(给定任务 1):
下文是一篇关于时间加权向量存储检索器的文字。请列出其中从 langchain 各子模块导入的所有名称。

(原文摘录):

* * * * * * * * *

6大核心模块(Modules)
示例
Time Weighted Vectorstore

LangChain

时间加权向量存储检索器#

这个检索器使用语义相似性和时间新旧性的组合。

评分算法如下:

semantic_similarity + (1.0 - decay_rate) ** hours_passed
 

需要注意的是,hours_passed 指的是自上次访问检索器中的对象以来经过的小时数,而不是自创建以来的小时数。这意味着经常访问的对象保持“新鲜”。

import faiss
 
from datetime import datetime, timedelta
from langchain.docstore import InMemoryDocstore
from langchain.embeddings import OpenAIEmbeddings
from langchain.retrievers import TimeWeightedVectorStoreRetriever
from langchain.schema import Document
from langchain.vectorstores import FAISS
 

低衰减率#

低衰减率(在此情况下,我们将其设置为接近0)意味着记忆会被“记住”更长时间。衰减率为0意味着记忆永远不会被遗忘,使得这个检索器等同于向量查找。

# Define your embedding model
embeddings_model = OpenAIEmbeddings()
# Initialize the vectorstore as empty
embedding_size = 1536
index = faiss.IndexFlatL2(embedding_size)
vectorstore = FAISS(embeddings_model.embed_query, index, InMemoryDocstore({}), {})
retriever = TimeWeightedVectorStoreRetriever(vectorstore=vectorstore, decay_rate=.0000000000000000000000001, k=1) 
 
yesterday = datetime.now() - timedelta(days=1)
retriever.add_documents([Document(page_content="hello world", metadata={"last_accessed_at": yesterday})])
retriever.add_documents([Document(page_content="hello foo")])
 
['5c9f7c06-c9eb-45f2-aea5-efce5fb9f2bd']
 
# "Hello World" is returned first because it is most salient, and the decay rate is close to 0., meaning it's still recent enough
retriever.get_relevant_documents("hello world")
 
[Document(page_content='hello world', metadata={'last_accessed_at': datetime.datetime(2023, 4, 16, 22, 9, 1, 966261), 'created_at': datetime.datetime(2023, 4, 16, 22, 9, 0, 374683), 'buffer_idx': 0})]
 

高衰减率#

当衰减因子很高(例如,几个9),时间新旧性得分很快降为0!如果将其设置为1,对所有对象来说,时间新旧性都是0,这再次使得这个检索器等同于向量查找。

# Define your embedding model
embeddings_model = OpenAIEmbeddings()
# Initialize the vectorstore as empty
embedding_size = 1536
index = faiss.IndexFlatL2(embedding_size)
vectorstore = FAISS(embeddings_model.embed_query, index, InMemoryDocstore({}), {})
retriever = TimeWeightedVectorStoreRetriever(vectorstore=vectorstore, decay_rate=.999, k=1) 
 
yesterday = datetime.now() - timedelta(days=1)
retriever.add_documents([Document(page_content="hello world", metadata={"last_accessed_at": yesterday})])
retriever.add_documents([Document(page_content="hello foo")])
 
['40011466-5bbe-4101-bfd1-e22e7f505de2']
 
# "Hello Foo" is returned first because "hello world" is mostly forgotten
retriever.get_relevant_documents("hello world")
 
[Document(page_content='hello foo', metadata={'last_accessed_at': datetime.datetime(2023, 4, 16, 22, 9, 2, 494798), 'created_at': datetime.datetime(2023, 4, 16, 22, 9, 2, 178722), 'buffer_idx': 1})]

* * * * * * * * *

(所示数据):
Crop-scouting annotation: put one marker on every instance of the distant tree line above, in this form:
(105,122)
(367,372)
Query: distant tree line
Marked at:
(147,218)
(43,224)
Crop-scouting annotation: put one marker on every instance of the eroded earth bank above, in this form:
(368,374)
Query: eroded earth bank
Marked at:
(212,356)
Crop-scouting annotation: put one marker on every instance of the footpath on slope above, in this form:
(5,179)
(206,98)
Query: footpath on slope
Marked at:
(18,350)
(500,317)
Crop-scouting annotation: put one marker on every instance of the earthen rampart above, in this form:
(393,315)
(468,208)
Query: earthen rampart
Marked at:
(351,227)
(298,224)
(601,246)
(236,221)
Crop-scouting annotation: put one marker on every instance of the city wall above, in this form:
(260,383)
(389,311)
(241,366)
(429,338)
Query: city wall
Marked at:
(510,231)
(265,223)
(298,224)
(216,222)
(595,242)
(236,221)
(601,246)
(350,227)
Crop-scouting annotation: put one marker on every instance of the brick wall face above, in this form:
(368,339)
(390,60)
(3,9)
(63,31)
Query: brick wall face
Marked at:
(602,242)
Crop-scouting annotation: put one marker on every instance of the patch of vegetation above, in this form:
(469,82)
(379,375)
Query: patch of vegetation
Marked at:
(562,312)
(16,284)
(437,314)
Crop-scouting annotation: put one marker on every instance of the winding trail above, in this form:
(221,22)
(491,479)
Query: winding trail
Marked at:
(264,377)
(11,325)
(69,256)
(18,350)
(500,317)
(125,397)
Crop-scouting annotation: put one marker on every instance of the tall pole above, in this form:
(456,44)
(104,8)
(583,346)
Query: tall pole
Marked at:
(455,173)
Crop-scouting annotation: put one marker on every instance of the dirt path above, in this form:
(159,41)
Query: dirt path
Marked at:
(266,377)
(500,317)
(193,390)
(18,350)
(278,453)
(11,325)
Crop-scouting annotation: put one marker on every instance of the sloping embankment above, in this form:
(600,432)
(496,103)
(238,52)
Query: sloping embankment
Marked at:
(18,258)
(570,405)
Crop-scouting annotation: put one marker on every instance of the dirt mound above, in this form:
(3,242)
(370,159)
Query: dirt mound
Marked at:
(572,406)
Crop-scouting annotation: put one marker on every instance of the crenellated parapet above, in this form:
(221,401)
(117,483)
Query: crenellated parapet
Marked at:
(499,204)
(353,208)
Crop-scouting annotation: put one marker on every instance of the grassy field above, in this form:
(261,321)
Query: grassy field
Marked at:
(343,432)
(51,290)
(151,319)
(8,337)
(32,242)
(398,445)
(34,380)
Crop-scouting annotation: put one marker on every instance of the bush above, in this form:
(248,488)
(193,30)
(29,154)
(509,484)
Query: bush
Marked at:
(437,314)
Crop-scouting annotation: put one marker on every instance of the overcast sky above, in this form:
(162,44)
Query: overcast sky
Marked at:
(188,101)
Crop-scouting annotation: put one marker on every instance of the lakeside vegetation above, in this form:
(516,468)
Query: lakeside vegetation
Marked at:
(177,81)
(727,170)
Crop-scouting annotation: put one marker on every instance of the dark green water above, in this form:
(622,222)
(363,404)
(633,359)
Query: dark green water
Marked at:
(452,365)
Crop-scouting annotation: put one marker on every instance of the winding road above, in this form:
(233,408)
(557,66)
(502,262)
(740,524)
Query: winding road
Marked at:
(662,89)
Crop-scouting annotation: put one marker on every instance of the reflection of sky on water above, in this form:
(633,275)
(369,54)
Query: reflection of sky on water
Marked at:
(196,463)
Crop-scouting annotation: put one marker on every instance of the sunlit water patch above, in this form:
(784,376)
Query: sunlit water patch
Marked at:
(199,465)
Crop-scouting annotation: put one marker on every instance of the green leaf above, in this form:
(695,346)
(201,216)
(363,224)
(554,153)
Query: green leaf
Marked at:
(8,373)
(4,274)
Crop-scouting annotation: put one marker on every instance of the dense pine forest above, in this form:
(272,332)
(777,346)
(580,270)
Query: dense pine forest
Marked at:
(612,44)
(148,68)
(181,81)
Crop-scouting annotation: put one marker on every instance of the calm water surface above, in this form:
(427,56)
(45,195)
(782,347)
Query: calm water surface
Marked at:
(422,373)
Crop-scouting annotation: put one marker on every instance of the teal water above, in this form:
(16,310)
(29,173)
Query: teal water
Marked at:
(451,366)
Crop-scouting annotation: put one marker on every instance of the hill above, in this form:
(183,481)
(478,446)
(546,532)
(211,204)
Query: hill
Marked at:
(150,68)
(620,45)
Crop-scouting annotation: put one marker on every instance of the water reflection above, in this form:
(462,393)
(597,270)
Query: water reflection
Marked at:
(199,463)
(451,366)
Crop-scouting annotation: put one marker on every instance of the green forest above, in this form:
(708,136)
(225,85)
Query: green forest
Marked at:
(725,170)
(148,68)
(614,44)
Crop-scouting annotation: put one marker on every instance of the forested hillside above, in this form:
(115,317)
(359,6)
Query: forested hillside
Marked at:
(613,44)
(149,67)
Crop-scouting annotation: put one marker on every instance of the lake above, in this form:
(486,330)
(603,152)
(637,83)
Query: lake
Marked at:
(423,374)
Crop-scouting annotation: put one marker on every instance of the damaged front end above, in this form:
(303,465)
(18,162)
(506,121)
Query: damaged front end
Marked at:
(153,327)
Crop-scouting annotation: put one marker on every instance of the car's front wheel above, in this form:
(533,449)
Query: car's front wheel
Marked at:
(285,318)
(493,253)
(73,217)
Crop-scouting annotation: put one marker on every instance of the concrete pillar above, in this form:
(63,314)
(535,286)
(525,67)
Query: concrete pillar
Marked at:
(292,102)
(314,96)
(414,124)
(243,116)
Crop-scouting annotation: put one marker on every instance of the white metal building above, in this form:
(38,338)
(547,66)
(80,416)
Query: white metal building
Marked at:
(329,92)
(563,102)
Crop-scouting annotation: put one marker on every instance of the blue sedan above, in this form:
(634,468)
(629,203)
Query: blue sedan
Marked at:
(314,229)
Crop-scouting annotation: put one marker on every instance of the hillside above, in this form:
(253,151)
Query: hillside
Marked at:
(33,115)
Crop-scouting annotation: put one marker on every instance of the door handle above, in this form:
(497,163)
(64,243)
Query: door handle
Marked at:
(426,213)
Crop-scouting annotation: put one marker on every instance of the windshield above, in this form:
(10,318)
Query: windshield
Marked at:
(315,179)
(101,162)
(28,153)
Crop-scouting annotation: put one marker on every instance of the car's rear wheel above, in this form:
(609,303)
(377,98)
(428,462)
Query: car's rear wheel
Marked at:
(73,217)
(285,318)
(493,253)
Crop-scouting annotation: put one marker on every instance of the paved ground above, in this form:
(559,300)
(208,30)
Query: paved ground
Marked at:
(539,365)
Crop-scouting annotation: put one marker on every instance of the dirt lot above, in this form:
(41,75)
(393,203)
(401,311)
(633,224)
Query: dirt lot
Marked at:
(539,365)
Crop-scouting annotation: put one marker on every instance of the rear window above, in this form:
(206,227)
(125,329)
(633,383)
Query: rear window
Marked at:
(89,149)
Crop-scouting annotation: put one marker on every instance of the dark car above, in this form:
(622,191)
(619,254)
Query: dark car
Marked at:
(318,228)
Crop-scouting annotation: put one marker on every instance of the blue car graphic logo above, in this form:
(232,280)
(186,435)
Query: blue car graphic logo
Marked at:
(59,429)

* * * * * * * * *

(给定任务 2):
请把上面记录中从含有“the dark car”的那一行起直到记录结尾的各行逐字再写一遍，首尾两行都包括在内。

(书面解答 1):
InMemoryDocstore
OpenAIEmbeddings
TimeWeightedVectorStoreRetriever
Document
FAISS

(书面解答 2):
Crop-scouting annotation: put one marker on every instance of the dark car above, in this form:
(622,191)
(619,254)
Query: dark car
Marked at:
(318,228)
Crop-scouting annotation: put one marker on every instance of the blue car graphic logo above, in this form:
(232,280)
(186,435)
Query: blue car graphic logo
Marked at:
(59,429)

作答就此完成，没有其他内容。